(Por Antonio Sánchez Orantos) Alicia Villar Ezcurra en su edición del libro de escritos de Unamuno titulado Miguel de Unamuno. Escritos sobre la ciencia y el cientificismo, que da acceso a dos bellos inéditos –Ciencia y Literatura[1] y La vida y la ciencia[2]–, no sólo permite reflexionar sobre la compleja relación de Unamuno con la ciencia[3], sino que también posibilita recuperar esa posibilidad de la filosofía moderna, muchas veces olvidada, que iniciándose en Descartes, y pasando por Pascal, llega hasta Kierkegaard; alternativa a la que se suele subrayar con más frecuencia e intensidad, aquella que iniciándose también en Descartes, y pasando por Kant, los idealismos y la izquierda hegeliana, culmina en Nietzsche.

☆ ☆ ☆ ☆

EJERCICIO PLANTEADO A: ¿Qué pensadores nombra el fragmento sobre Unamuno al trazar las dos líneas de la filosofía moderna que describe? Enuméralos todos.

Datos de anotación de ubicación de objetos
☆ ☆ ☆ ☆

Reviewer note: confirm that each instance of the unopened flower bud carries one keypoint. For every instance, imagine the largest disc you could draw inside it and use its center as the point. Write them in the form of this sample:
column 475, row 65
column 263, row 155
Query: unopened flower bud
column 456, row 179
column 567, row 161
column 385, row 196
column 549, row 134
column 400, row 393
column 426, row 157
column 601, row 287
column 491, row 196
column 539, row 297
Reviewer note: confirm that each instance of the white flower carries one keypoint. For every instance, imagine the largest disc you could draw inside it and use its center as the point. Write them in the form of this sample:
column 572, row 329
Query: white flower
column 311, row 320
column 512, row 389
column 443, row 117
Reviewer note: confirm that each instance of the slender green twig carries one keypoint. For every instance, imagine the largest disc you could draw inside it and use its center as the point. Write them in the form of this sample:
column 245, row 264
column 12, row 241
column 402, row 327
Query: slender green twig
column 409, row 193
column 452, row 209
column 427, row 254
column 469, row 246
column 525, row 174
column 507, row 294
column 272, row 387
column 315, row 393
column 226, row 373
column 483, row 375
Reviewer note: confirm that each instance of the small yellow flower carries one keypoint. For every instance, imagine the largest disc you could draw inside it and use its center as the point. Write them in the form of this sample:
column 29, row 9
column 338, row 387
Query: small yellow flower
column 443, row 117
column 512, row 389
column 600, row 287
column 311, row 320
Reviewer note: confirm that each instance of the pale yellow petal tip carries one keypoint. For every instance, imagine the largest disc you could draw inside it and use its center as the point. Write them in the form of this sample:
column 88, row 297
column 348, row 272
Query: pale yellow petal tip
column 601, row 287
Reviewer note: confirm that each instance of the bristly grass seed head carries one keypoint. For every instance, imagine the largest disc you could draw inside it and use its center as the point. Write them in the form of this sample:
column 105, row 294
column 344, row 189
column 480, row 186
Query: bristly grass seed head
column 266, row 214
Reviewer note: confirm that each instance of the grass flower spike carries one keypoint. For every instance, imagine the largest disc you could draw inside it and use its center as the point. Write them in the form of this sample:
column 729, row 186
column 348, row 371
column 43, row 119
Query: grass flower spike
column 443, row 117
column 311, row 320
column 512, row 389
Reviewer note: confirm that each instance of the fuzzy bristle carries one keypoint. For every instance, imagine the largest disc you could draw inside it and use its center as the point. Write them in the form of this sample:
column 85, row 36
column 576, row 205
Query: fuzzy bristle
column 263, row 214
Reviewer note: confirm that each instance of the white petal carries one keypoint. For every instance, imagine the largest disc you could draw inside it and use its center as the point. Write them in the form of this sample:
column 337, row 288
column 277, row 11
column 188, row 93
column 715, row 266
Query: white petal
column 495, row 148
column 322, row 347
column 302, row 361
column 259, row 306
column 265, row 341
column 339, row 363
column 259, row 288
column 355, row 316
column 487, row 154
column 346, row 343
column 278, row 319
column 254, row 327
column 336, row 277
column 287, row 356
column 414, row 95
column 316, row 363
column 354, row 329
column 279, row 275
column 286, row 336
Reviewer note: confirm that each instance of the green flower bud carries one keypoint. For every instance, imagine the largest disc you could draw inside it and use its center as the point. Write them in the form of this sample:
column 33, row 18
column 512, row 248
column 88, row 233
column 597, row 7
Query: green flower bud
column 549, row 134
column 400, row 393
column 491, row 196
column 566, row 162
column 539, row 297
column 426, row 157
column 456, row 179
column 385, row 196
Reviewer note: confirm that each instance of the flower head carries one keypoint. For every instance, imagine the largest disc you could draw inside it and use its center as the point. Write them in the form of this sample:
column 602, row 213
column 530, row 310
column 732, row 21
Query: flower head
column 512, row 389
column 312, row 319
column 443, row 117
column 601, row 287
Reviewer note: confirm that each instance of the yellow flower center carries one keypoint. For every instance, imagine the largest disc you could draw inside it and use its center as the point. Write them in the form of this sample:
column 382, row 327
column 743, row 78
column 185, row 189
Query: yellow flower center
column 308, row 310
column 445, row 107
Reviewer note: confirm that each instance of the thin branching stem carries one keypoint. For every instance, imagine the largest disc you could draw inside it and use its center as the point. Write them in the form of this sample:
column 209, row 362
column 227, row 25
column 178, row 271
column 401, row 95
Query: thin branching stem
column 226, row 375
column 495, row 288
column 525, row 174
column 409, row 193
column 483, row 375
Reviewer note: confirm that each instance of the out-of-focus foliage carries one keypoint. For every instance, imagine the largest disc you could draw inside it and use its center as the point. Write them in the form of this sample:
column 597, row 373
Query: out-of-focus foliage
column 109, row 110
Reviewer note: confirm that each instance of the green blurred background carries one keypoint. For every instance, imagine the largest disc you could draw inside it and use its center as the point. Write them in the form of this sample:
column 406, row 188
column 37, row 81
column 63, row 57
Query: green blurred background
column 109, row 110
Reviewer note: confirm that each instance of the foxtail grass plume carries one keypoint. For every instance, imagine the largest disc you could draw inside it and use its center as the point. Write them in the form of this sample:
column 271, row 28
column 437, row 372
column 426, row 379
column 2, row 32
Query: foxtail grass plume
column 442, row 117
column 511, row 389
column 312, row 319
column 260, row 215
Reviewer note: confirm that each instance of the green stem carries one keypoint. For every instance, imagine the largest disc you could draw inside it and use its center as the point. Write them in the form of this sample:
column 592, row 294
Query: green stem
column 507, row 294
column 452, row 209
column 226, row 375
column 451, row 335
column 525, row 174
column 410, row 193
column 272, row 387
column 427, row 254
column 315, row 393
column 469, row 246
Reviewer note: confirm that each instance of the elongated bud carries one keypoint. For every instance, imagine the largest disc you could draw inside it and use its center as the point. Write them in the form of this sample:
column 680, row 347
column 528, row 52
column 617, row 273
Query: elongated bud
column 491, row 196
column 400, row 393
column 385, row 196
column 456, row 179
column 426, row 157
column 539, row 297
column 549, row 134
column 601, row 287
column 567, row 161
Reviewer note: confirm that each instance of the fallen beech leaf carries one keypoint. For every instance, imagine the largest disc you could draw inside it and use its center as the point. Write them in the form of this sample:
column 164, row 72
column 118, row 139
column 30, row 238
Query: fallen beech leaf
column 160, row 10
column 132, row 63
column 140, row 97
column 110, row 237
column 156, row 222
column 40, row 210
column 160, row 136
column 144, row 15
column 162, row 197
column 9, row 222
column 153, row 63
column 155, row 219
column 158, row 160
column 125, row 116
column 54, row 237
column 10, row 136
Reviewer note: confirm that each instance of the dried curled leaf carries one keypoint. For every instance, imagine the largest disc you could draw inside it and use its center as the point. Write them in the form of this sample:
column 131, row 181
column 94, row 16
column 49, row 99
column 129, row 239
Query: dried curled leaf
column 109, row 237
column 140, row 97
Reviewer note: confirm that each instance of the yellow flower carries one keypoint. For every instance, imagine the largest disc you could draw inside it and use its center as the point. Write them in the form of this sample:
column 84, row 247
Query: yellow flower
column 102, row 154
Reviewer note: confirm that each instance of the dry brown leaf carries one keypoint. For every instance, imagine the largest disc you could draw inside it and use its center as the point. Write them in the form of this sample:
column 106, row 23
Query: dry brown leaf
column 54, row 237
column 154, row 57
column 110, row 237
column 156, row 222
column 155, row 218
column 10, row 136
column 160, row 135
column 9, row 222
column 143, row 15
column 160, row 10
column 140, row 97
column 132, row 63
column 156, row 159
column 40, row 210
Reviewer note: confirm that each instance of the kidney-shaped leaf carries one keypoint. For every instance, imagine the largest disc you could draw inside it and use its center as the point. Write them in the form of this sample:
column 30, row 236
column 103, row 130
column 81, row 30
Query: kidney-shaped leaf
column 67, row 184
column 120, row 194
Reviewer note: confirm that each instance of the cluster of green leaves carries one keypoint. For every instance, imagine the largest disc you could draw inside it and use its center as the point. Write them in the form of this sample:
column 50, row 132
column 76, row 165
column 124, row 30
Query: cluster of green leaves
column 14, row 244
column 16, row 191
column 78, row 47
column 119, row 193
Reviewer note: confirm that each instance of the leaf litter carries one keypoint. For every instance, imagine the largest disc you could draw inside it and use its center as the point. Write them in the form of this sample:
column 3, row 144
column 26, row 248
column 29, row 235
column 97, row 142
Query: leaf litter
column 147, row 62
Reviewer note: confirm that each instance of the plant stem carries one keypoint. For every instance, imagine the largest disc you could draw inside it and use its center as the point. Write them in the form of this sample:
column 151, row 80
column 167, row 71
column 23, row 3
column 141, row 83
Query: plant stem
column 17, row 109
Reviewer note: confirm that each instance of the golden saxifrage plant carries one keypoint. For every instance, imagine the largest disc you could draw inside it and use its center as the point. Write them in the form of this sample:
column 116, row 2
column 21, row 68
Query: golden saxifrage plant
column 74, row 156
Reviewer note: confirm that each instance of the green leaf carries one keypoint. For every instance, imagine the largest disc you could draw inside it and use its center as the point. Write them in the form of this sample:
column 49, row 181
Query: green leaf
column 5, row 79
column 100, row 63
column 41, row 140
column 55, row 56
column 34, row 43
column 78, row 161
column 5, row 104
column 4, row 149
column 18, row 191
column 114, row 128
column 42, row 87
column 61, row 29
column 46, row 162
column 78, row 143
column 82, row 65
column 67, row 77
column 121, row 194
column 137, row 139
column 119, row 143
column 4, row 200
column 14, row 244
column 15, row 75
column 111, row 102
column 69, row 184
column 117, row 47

☆ ☆ ☆ ☆

EJERCICIO PLANTEADO B: Transcribe sin cambios las líneas de los registros que van desde la que contiene "Reviewer note: confirm that each instance of the white petal" hasta la que contiene "column 286, row 336", ambas incluidas.

SALIDA COMPLETA A: Descartes, Pascal, Kierkegaard, Kant y Nietzsche.

SALIDA COMPLETA B:
Reviewer note: confirm that each instance of the white petal carries one keypoint. For every instance, imagine the largest disc you could draw inside it and use its center as the point. Write them in the form of this sample:
column 337, row 288
column 277, row 11
column 188, row 93
column 715, row 266
Query: white petal
column 495, row 148
column 322, row 347
column 302, row 361
column 259, row 306
column 265, row 341
column 339, row 363
column 259, row 288
column 355, row 316
column 487, row 154
column 346, row 343
column 278, row 319
column 254, row 327
column 336, row 277
column 287, row 356
column 414, row 95
column 316, row 363
column 354, row 329
column 279, row 275
column 286, row 336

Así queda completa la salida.